_Task description:_
Render the listing, starting at its first line and ending at the line that contains "left=1036, top=580, right=1147, bottom=618", as a JSON list of strings with one string per line and no entries for blank lines. Leave the pictures out.
※ ※ ※
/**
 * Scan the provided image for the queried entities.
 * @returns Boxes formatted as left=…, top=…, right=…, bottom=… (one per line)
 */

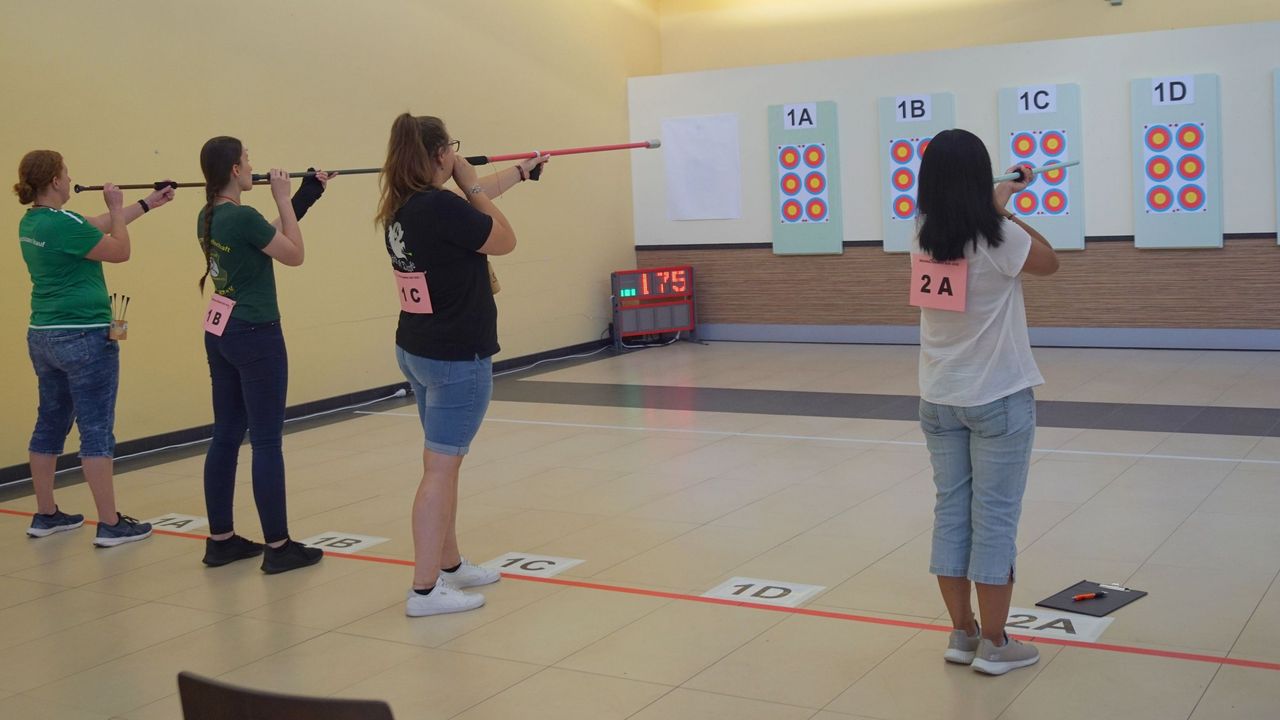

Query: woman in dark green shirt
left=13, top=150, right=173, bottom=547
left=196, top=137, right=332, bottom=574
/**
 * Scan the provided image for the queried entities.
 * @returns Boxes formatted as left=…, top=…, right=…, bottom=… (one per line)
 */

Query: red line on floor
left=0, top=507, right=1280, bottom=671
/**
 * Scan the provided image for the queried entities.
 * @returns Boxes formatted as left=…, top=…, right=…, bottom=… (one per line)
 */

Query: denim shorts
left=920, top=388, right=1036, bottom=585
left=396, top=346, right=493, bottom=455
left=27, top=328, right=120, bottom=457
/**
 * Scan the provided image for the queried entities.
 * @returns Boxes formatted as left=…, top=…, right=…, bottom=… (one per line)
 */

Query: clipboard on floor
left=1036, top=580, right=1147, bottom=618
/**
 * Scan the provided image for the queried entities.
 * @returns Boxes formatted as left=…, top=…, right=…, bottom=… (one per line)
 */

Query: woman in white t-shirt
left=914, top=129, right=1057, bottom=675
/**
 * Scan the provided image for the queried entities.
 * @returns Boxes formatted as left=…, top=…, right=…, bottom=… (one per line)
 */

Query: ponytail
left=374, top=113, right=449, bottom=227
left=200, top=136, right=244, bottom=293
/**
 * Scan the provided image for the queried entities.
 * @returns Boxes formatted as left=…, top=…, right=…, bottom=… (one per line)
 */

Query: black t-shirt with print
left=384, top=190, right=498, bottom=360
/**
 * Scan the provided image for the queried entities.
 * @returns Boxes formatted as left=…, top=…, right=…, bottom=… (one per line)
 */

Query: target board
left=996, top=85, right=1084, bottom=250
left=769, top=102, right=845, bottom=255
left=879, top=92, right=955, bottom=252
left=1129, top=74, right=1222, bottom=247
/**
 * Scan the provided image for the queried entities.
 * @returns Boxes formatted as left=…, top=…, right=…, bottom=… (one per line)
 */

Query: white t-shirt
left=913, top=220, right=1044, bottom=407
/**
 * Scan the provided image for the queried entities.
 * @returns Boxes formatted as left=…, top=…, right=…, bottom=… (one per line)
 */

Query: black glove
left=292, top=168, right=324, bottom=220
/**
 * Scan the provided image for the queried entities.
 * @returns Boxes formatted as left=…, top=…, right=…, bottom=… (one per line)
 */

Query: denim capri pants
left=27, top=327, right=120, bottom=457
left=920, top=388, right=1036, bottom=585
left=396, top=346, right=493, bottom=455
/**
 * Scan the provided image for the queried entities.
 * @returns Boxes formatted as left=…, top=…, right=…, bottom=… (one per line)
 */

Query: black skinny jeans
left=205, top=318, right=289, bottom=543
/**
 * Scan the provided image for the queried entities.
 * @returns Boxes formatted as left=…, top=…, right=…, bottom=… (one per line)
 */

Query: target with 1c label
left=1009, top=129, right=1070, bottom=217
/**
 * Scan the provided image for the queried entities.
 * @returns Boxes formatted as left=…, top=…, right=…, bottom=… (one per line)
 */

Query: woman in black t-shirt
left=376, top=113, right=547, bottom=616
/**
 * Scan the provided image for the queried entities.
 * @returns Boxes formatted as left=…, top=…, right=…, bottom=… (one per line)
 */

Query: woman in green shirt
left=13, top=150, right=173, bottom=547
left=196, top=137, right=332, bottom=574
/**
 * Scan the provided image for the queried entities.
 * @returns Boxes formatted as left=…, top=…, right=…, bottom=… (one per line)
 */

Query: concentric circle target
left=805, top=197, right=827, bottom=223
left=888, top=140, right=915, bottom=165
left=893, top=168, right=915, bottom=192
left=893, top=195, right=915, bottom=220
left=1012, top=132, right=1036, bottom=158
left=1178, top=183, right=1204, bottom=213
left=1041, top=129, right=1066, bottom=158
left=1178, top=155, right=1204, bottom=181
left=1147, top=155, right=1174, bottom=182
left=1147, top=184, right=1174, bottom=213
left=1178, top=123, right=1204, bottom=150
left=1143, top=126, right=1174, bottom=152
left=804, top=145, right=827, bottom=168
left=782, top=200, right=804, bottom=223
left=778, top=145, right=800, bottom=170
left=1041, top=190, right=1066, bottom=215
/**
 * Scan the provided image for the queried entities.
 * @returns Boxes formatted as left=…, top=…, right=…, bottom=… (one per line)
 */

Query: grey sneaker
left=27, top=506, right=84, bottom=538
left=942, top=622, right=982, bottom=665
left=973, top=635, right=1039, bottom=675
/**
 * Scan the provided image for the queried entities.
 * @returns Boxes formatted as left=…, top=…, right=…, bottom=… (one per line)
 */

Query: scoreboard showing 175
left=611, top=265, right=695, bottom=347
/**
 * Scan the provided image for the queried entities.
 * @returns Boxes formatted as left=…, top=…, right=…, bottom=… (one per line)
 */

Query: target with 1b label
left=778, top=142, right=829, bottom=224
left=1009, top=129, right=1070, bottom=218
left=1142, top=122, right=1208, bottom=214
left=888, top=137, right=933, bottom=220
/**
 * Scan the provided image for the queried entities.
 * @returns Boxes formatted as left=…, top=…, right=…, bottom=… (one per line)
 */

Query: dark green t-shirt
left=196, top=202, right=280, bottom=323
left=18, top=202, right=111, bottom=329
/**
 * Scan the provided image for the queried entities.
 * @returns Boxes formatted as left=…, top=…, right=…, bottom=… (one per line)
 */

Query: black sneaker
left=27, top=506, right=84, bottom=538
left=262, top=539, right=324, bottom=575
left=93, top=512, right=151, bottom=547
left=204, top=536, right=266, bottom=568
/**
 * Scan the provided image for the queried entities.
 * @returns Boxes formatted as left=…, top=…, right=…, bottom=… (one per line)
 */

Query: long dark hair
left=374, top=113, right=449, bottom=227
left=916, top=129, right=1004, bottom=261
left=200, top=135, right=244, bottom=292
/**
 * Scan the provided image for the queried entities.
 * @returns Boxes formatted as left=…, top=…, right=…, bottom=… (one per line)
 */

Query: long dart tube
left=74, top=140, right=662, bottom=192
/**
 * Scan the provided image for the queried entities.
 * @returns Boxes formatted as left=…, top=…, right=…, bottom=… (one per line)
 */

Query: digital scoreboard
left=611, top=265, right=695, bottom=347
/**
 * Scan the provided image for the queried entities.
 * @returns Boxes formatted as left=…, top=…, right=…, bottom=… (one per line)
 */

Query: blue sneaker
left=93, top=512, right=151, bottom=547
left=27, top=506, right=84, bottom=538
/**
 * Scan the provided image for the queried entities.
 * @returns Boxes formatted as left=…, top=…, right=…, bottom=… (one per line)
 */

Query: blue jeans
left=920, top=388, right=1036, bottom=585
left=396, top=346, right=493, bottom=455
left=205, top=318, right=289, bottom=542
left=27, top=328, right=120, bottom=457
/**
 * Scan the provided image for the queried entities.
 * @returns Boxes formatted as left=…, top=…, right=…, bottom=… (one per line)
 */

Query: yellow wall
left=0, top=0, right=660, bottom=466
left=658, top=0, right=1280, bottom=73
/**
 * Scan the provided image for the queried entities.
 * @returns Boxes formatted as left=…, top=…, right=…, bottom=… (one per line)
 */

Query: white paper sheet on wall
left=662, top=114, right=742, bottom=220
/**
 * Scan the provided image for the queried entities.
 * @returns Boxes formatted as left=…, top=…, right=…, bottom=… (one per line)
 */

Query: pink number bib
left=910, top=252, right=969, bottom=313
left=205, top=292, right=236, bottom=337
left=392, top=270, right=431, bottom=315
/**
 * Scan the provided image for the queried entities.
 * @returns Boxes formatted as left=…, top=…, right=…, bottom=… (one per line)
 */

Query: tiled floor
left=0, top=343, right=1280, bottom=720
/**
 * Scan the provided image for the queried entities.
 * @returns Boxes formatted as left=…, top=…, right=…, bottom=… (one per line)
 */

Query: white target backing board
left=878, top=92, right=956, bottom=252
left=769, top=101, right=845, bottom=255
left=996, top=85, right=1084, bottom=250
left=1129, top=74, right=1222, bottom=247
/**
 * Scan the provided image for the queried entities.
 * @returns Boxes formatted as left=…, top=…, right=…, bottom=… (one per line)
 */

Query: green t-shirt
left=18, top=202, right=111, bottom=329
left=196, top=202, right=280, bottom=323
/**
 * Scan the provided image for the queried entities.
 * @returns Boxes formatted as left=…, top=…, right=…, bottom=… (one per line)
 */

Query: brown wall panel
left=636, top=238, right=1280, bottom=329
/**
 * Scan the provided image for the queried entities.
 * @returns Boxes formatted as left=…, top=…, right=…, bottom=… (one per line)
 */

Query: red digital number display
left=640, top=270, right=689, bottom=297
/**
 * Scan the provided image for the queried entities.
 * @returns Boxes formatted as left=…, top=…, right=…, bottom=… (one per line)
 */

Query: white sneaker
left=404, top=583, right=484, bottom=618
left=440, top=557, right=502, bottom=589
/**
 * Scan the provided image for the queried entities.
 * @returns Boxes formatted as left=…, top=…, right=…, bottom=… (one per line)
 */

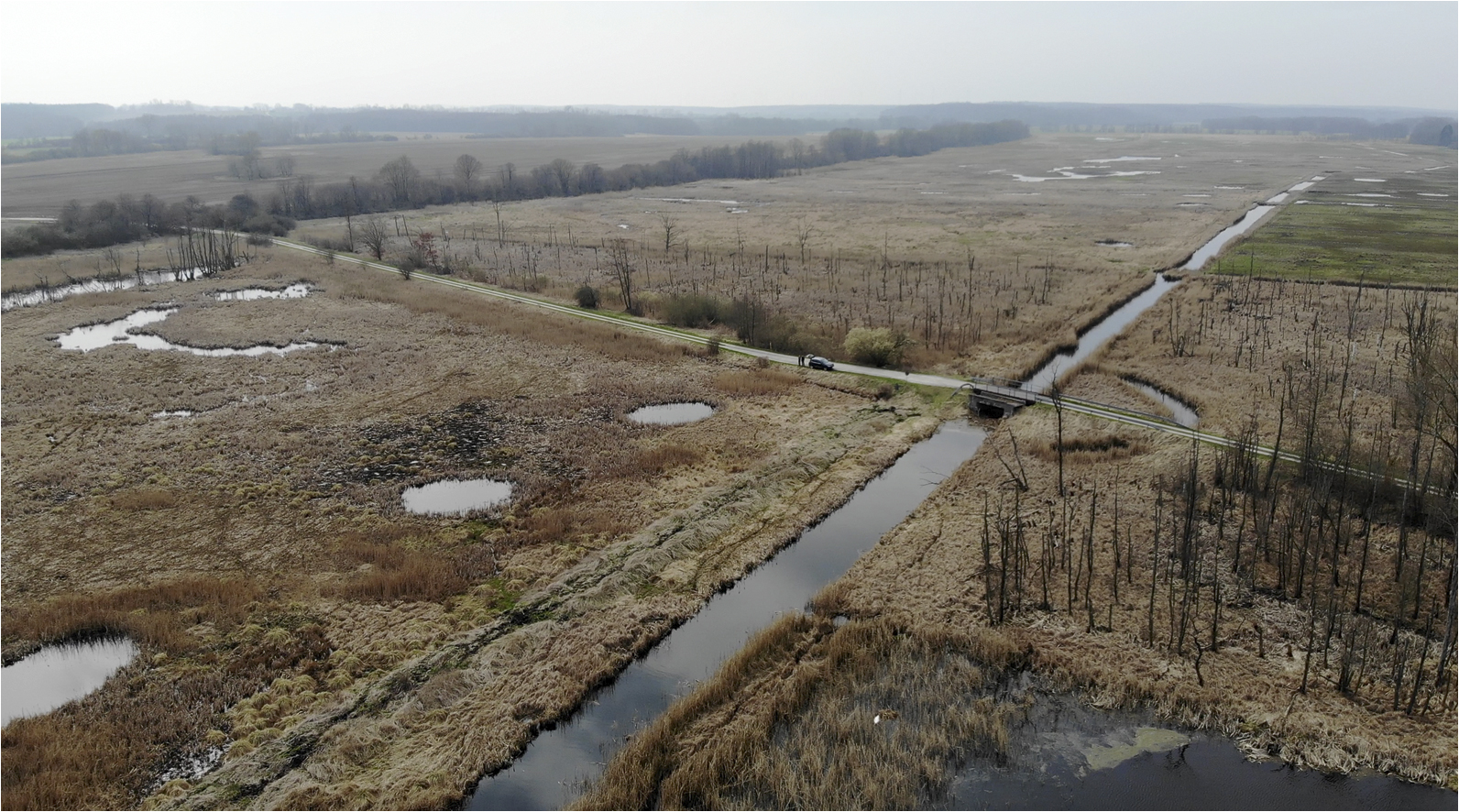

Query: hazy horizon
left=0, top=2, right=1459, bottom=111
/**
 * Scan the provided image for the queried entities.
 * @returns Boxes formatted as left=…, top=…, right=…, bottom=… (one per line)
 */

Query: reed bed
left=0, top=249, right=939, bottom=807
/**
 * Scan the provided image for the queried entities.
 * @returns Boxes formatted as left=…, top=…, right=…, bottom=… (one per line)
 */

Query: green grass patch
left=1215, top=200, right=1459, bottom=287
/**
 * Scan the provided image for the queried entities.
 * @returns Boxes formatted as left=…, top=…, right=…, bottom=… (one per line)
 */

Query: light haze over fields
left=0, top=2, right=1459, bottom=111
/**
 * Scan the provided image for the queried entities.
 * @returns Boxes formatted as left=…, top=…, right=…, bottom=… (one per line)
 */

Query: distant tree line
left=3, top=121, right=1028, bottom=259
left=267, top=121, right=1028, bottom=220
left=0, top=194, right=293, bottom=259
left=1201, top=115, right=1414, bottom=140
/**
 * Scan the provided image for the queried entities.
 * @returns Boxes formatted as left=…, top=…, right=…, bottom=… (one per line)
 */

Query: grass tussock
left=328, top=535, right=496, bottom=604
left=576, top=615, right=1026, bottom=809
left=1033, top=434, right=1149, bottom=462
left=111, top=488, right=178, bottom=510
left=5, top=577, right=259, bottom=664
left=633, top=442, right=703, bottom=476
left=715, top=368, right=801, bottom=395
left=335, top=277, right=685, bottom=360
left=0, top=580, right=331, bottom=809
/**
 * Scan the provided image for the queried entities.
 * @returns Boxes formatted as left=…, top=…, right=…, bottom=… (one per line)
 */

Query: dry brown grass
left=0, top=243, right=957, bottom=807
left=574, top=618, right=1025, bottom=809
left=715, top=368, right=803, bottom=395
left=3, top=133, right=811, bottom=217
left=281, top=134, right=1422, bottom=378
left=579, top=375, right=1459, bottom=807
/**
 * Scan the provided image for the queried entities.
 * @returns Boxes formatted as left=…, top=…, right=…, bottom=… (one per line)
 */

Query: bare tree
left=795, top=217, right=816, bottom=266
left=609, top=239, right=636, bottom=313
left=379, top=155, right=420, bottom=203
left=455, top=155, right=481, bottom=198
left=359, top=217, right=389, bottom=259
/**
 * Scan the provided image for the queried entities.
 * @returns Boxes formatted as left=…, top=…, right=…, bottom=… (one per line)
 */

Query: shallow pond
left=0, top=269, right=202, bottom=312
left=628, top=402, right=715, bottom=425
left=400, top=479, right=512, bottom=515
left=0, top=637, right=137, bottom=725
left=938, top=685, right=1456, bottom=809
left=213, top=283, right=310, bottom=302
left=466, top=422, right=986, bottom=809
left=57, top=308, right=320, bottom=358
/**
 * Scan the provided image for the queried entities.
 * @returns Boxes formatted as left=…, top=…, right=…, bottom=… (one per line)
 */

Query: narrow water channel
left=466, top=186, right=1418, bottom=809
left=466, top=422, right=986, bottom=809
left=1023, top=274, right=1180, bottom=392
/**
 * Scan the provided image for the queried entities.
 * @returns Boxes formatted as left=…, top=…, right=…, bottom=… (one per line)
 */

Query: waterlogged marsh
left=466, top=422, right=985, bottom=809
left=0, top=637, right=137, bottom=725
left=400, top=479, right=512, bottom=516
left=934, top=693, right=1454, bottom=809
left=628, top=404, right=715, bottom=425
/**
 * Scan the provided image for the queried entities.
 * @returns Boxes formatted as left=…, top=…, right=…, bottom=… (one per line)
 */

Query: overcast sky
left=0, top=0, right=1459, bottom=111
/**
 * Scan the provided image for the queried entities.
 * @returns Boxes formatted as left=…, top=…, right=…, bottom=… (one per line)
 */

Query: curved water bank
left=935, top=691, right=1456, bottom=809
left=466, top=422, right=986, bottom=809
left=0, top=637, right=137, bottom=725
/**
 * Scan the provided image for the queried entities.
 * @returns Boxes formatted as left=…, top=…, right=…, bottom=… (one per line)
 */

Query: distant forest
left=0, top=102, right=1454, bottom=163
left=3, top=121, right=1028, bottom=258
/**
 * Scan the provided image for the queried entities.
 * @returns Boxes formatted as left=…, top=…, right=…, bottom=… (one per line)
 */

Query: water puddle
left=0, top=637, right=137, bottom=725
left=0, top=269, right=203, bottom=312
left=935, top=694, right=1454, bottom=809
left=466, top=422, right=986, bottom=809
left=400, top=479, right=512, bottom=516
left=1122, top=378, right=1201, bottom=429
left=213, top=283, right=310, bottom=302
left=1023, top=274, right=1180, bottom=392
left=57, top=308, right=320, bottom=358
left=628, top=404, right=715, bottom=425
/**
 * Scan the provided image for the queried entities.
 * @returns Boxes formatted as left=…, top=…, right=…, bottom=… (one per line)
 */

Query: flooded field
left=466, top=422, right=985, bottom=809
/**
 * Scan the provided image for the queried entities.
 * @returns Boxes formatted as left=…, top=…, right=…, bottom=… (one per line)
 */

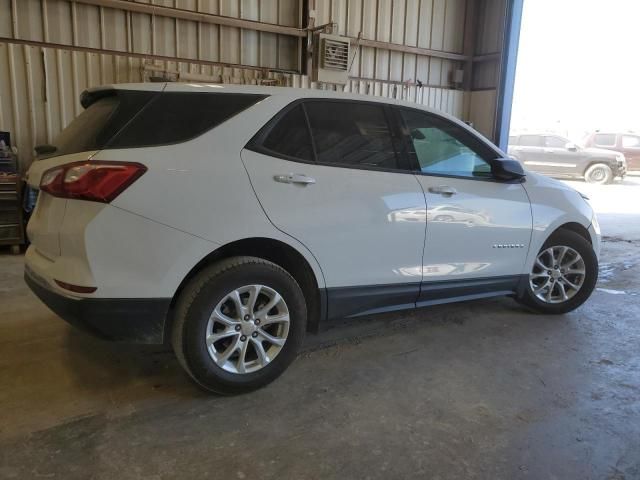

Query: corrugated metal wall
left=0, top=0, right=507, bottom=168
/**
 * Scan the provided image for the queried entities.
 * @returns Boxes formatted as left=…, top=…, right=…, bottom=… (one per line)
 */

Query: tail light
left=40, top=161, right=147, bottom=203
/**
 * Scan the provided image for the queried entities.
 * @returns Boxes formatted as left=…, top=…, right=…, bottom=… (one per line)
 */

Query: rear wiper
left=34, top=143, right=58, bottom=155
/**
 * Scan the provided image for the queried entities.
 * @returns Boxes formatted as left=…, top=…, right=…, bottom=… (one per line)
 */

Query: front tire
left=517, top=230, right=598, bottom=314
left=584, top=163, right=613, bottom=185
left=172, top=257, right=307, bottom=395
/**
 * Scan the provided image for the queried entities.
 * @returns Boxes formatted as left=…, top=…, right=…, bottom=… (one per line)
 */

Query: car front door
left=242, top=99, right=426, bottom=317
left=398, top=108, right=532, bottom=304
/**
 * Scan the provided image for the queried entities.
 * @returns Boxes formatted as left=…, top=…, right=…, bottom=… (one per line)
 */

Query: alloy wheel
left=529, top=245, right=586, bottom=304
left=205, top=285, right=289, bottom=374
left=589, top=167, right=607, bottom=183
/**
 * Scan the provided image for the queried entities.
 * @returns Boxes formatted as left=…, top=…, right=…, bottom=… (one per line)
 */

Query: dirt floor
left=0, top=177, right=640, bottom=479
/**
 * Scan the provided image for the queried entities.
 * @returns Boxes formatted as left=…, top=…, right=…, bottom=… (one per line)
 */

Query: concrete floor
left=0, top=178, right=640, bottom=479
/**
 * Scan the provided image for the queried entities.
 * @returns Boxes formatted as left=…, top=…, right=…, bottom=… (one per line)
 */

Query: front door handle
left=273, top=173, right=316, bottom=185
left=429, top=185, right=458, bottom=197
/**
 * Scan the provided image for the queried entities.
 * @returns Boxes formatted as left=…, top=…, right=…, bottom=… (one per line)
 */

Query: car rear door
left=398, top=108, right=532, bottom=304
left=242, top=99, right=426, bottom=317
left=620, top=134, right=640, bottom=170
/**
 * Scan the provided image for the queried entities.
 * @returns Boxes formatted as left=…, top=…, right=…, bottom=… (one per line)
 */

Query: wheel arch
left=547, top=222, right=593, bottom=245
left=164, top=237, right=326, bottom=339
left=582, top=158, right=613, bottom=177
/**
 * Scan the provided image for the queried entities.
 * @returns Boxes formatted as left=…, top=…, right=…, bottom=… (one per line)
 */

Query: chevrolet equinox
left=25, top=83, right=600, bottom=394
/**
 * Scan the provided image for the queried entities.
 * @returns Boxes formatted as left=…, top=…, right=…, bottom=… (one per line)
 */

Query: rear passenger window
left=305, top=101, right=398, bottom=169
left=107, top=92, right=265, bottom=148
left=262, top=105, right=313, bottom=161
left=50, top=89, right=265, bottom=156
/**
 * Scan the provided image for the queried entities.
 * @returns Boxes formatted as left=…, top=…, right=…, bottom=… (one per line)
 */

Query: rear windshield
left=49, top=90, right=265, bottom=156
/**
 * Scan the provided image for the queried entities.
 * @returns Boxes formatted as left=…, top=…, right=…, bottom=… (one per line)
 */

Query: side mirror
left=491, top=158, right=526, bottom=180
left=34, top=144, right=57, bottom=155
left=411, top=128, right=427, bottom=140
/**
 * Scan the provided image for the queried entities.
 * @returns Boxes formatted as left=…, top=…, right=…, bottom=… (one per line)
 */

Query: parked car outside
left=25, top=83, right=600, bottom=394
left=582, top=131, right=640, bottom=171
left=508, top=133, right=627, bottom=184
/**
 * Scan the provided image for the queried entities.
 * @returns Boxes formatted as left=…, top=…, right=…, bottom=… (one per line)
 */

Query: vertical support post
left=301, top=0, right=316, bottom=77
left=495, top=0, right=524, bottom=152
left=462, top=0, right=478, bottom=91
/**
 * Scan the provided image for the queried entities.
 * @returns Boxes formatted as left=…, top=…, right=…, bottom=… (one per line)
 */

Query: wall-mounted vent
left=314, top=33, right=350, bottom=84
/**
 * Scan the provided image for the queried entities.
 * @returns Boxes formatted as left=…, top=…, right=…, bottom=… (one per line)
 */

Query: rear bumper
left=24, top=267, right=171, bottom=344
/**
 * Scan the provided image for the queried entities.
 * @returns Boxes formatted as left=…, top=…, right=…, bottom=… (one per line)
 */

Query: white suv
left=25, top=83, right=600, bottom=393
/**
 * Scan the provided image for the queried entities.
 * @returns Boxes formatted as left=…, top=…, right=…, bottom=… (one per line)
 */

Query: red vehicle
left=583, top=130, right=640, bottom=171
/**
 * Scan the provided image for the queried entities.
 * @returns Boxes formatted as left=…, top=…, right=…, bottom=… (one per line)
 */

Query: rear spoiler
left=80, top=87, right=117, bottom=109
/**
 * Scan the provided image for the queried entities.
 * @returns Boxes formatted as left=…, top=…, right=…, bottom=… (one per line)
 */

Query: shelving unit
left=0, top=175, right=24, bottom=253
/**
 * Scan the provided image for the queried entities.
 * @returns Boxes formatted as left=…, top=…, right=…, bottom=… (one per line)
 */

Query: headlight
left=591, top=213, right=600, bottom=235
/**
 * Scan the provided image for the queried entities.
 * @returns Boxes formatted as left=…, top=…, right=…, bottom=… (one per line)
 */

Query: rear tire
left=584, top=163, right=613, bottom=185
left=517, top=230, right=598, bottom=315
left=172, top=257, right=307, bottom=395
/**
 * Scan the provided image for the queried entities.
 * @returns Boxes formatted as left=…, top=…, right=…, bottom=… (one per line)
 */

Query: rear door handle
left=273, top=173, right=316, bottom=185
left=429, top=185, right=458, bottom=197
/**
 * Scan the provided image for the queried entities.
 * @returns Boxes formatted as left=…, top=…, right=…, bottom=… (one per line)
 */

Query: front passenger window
※ ※ ※
_Task output:_
[
  "/**",
  " * Scan the provided image for the queried entities.",
  " * @returns Boxes formatted as left=…, top=…, right=…, bottom=… (one per line)",
  " */",
  "Query: woman in dark green shirt",
  "left=13, top=150, right=173, bottom=547",
  "left=196, top=137, right=332, bottom=574",
  "/**",
  " * Scan the provided image for the queried entities.",
  " * @returns Boxes formatted as left=…, top=…, right=…, bottom=… (one per line)",
  " */",
  "Query: red line on floor",
  "left=0, top=507, right=1280, bottom=671",
  "/**",
  " * Scan the provided image for the queried entities.",
  " * @returns Boxes formatted as left=…, top=…, right=…, bottom=… (one per line)",
  " */",
  "Query: denim shorts",
  "left=920, top=388, right=1036, bottom=585",
  "left=396, top=346, right=493, bottom=455",
  "left=27, top=328, right=120, bottom=457",
  "/**",
  " * Scan the provided image for the queried entities.",
  " * @returns Boxes formatted as left=…, top=…, right=…, bottom=… (one per line)",
  " */",
  "Query: clipboard on floor",
  "left=1036, top=580, right=1147, bottom=618"
]